## TO DO
Reproduce the entries below word for word, everything from the line containing "# point at: hood (one per instance)" down to the last entry. Leave the pictures out of your copy.

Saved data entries

** begin **

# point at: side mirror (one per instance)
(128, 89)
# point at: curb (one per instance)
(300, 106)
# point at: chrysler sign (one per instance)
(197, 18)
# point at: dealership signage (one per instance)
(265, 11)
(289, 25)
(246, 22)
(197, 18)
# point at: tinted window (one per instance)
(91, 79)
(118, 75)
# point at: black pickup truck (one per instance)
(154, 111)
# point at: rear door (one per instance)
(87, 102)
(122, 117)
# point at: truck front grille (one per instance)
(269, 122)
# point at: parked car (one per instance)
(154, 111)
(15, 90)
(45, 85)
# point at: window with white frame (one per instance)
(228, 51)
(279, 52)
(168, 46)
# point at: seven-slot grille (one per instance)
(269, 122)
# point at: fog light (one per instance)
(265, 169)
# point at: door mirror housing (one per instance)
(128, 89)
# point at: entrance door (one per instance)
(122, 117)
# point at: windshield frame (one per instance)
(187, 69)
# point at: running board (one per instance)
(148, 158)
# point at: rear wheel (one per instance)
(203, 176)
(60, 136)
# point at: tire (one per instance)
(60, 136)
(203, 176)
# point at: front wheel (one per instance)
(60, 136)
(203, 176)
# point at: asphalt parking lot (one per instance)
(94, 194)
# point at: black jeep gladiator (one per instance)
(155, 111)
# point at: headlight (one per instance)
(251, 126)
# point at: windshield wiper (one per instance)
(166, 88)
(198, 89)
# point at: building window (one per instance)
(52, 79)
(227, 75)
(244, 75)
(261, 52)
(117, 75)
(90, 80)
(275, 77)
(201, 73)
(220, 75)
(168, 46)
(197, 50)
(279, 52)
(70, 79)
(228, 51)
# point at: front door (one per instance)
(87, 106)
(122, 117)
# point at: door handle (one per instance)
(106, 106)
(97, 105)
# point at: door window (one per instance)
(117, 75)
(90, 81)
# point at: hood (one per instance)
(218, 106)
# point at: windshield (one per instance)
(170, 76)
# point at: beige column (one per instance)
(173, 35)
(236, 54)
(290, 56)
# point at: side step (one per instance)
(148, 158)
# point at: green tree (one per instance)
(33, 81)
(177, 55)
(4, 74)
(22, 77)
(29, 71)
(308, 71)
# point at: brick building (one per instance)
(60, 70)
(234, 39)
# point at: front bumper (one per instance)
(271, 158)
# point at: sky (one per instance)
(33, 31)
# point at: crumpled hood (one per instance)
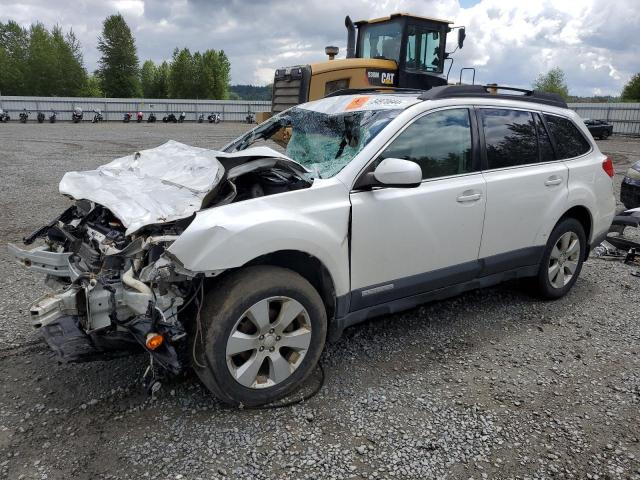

** end **

## TASK OUTPUT
# point at: hood (one per instance)
(218, 106)
# point at: windshield (one per instance)
(170, 76)
# point at: beige column (one per instance)
(173, 35)
(236, 54)
(290, 56)
# point at: side step (one per instance)
(148, 158)
# point at: green tree (one per instance)
(33, 81)
(177, 55)
(4, 74)
(22, 77)
(29, 71)
(308, 71)
# point at: brick building (one per instance)
(60, 70)
(234, 39)
# point at: front bumper (one per instance)
(271, 158)
# point at: sky (one per instance)
(33, 31)
# point at: crumpled hood (one per instance)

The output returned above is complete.